===== Supplied records

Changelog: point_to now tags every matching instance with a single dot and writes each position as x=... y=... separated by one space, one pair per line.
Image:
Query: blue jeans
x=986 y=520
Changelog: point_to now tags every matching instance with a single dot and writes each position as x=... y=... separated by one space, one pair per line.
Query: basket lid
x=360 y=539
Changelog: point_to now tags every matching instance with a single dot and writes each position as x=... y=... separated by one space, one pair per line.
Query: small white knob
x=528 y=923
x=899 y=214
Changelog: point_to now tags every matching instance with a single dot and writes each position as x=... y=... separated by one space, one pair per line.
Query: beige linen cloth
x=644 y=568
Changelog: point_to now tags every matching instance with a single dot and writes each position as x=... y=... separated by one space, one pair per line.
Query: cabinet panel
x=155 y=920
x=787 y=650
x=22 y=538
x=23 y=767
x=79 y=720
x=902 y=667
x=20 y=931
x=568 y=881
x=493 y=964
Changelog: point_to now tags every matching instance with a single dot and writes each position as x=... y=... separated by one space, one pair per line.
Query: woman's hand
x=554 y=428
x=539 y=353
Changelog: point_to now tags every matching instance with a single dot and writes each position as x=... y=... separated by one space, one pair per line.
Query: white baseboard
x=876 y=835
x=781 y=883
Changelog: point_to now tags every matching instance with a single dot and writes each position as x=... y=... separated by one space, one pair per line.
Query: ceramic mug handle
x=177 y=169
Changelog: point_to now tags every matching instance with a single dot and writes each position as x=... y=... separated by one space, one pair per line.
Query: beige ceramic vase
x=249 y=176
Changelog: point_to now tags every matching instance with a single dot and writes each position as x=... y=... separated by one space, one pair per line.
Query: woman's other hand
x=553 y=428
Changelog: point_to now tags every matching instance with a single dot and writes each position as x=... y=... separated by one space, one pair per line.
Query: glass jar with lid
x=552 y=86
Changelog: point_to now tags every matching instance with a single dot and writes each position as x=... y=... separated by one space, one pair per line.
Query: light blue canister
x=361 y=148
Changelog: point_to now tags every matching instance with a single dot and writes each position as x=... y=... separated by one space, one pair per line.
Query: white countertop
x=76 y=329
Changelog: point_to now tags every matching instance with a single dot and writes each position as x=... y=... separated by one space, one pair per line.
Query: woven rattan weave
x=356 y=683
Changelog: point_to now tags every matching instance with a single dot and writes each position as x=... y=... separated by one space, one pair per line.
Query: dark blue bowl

==========

Written problem >> Find each line in the items that contains the word "blue", and copy those lines out in full.

Correct answer >>
Query: blue jeans
Query: light blue canister
Query: dark blue bowl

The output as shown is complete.